Passam hoje quarenta e nove anos – 1974.04.03/2023.04.03 – que a Companhia deArtilharia 3494, do Batalhão de Artilharia 3873, completou a sua missão militar em território da, então, Província Ultramarina da Guiné, regressando de Bissau a Lisboa, ao Aeroporto de Figo Maduro, em avião dos TAM.

O recordar esta efeméride, nos termos em que o estamos a fazer, aqui e agora, foi uma incrível coincidência, e resulta de um acto de grande generosidade do nosso camarada Luciano de Jesus, pois, ao tomar a iniciativa de me oferecer uma cópia do seu álbum de imagens que foi construindo ao longo dos mais de vinte e sete meses de permanência no CTIG, concedeu-me a premissa de escolher o tempo e o espaço de o partilhar para memória futura.

Considerando que a grande maioria das suas fotos ainda não foram editadas, e são algumas dezenas, ficou acordado entre nós que as mesmas seriam organizadas segundo uma cronologia de eventos e de factos observados nos diferentes contextos que constituem o portefólio operacional da sua missão como miliciano.
---------------
Responda com base no excerto sobre a Companhia de Artilharia 3494:
1. Em que aeroporto de Lisboa a companhia chegou ao regressar de Bissau?
2. Durante quantos meses de permanência no CTIG Luciano de Jesus foi construindo o seu álbum de imagens?
3. Segundo que critério ficou acordado organizar as fotos?

* _Itens fornecidos_
---------------
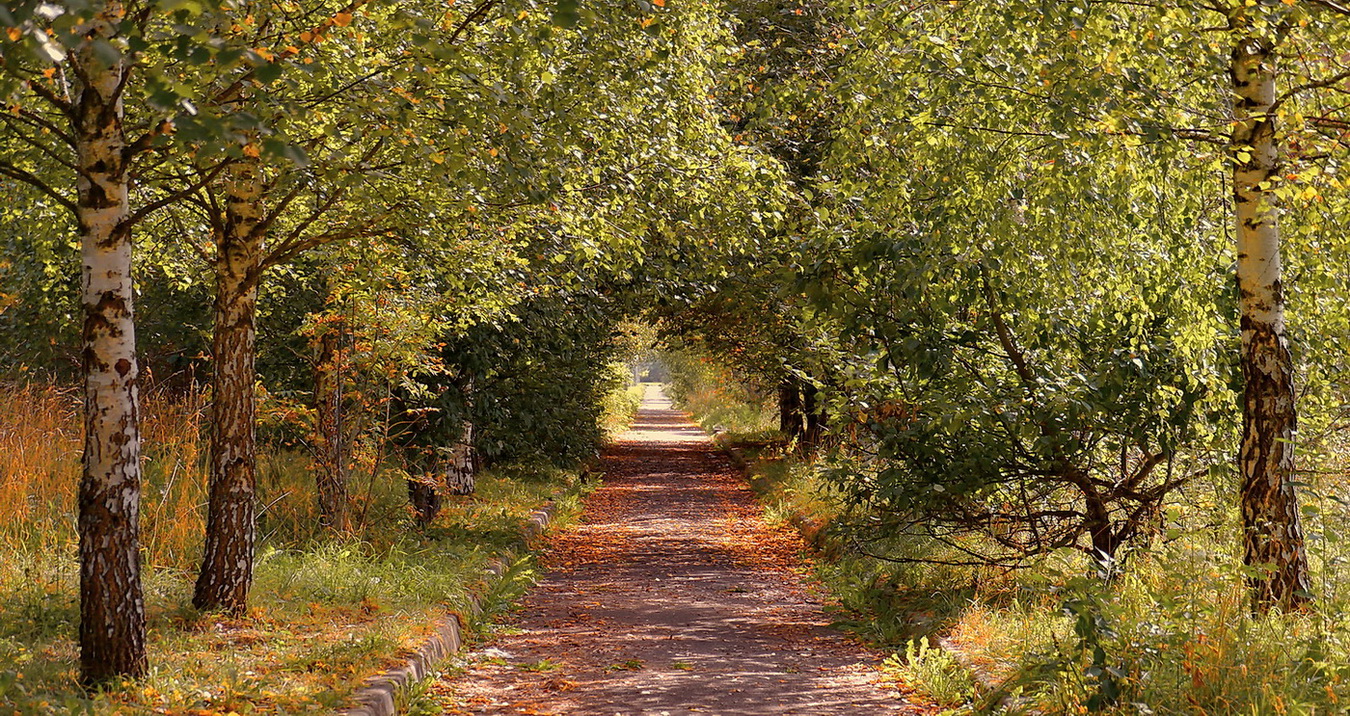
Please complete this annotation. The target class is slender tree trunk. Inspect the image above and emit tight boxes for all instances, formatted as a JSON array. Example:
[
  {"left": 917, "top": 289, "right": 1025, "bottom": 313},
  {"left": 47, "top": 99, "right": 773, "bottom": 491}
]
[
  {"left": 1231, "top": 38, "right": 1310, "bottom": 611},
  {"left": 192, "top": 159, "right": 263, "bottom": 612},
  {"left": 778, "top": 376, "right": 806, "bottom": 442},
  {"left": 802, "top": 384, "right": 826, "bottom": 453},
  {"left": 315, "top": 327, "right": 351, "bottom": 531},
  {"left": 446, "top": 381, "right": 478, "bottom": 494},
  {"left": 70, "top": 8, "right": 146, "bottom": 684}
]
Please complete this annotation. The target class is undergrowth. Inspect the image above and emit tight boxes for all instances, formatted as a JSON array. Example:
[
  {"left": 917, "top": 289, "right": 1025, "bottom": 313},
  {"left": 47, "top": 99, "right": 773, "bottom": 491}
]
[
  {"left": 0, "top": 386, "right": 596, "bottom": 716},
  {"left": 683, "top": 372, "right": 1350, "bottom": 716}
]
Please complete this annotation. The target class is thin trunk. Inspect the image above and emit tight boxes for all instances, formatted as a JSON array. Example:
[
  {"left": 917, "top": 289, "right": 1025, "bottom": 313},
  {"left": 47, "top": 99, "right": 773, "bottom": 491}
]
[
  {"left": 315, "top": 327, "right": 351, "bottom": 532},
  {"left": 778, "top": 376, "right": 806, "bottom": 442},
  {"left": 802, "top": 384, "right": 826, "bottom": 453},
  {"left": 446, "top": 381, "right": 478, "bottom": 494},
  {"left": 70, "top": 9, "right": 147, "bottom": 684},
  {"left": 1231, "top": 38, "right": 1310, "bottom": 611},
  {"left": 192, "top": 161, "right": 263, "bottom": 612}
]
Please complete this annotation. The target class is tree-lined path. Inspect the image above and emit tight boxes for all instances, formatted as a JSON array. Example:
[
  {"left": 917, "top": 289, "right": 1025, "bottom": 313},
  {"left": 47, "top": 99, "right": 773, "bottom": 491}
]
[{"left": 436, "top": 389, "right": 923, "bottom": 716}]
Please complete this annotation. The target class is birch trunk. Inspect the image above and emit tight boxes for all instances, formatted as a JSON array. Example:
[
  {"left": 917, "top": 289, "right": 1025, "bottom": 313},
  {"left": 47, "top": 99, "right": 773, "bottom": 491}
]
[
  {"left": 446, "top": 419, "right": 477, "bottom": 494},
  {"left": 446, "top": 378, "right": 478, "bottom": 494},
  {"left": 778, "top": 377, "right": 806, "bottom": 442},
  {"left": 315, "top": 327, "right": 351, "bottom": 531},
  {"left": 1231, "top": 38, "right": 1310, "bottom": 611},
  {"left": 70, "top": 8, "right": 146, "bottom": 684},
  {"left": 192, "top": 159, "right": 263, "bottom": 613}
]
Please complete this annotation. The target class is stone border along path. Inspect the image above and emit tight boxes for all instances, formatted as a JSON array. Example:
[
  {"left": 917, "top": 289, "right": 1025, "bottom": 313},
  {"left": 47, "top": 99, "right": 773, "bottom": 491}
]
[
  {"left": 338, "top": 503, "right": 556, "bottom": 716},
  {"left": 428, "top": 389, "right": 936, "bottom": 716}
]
---------------
* _Solução do exercício_
1. No Aeroporto de Figo Maduro.
2. Durante mais de vinte e sete meses.
3. Segundo uma cronologia de eventos e de factos observados nos diferentes contextos do portefólio operacional da sua missão como miliciano.